PROBLEM REQUIREMENTS: Rewrite the wireless game concept text below, beginning at the words "What could one" and stopping after "society remain untouched.", with "2017" changed to "2030".
═════ EXTRACT TO READ
Once we have generated a decent number of 'always connected', positioning-enabled phones, we will finally be able to give the idea of wireless gaming a real spin.

A Wireless Adventure Game Concept

What could one of these advanced wireless games look like? To get a more concrete idea, here's just one concept we've developed at Houdini:

 

The setting is Earth, year 2017. Genome maps of most major animal and plant species have been completed, cloning and gene-manipulation are everyday facts, and biotechnologists are moving to the forefront as leaders of a sweeping scientific revolution. As the full implications of these breakthroughs spread like shockwaves from an earthquake epicenter - age-old diseases cured, the human lifespan extended, new pest-resistant food plants and meat-bearing creatures 'manufactured' - few aspects of human society remain untouched.

But not everyone is happy about these developments, least of all those who stand to lose great fortunes in the wealth shifts that will inevitably follow. Chief among these are the Mechanics, a loose confederation of mechanical technologists led by the Armstrong Group, Earth's largest tech conglomerate. The Mechanics see the genetic movement as a direct threat to the global hegemony of their machines, and they've launched a covert crusade against the biotech community and its guiding corporate, Helix Biogen. In order to join their secret war, both sides are recruiting vast private armies of volunteers and equipping them with weapons designed for urban battles unlike any before in human history.
══════════
═════ EXTRACTED MATERIAL
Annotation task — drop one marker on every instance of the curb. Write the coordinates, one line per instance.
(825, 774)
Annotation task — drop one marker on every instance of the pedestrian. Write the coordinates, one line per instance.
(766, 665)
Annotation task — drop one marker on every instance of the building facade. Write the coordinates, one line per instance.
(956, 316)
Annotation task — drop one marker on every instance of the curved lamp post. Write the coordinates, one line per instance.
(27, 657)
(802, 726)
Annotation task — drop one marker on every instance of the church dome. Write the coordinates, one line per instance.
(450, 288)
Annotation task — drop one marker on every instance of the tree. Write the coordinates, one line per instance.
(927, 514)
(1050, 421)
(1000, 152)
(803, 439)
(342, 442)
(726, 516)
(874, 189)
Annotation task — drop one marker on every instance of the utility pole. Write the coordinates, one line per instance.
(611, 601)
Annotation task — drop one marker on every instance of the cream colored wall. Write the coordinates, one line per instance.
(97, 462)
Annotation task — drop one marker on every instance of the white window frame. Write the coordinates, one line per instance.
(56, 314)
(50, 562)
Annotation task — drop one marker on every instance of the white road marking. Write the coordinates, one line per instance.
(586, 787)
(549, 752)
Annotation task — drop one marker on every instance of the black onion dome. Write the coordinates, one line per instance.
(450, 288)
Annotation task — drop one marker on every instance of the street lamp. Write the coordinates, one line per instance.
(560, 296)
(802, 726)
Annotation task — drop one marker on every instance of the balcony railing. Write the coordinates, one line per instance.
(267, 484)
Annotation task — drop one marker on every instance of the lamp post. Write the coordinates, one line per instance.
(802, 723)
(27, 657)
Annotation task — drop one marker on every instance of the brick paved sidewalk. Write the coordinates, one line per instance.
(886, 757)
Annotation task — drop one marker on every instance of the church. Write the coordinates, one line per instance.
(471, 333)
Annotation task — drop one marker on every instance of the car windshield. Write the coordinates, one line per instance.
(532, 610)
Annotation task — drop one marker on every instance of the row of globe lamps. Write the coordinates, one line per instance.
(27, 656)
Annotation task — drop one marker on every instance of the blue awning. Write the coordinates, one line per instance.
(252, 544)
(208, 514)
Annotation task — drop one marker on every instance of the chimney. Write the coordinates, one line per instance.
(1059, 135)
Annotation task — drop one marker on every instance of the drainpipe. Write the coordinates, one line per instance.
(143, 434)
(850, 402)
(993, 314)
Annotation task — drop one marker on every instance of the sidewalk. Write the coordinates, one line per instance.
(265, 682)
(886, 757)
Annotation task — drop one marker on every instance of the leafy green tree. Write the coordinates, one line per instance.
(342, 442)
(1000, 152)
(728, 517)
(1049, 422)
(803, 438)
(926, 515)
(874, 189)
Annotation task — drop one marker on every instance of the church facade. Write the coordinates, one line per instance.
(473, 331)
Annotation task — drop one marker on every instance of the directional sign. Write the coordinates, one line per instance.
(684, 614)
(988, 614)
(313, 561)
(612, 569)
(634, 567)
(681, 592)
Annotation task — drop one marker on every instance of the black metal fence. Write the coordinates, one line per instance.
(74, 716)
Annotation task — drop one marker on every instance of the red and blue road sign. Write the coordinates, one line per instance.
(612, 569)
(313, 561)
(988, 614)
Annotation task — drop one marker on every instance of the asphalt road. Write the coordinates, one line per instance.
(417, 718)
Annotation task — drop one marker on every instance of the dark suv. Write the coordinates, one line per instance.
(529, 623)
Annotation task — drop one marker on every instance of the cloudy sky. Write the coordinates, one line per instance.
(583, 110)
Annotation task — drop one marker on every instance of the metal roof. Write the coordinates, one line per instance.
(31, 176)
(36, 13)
══════════
REPLY TO THE EXERCISE:
What could one of these advanced wireless games look like? To get a more concrete idea, here's just one concept we've developed at Houdini:

 

The setting is Earth, year 2030. Genome maps of most major animal and plant species have been completed, cloning and gene-manipulation are everyday facts, and biotechnologists are moving to the forefront as leaders of a sweeping scientific revolution. As the full implications of these breakthroughs spread like shockwaves from an earthquake epicenter - age-old diseases cured, the human lifespan extended, new pest-resistant food plants and meat-bearing creatures 'manufactured' - few aspects of human society remain untouched.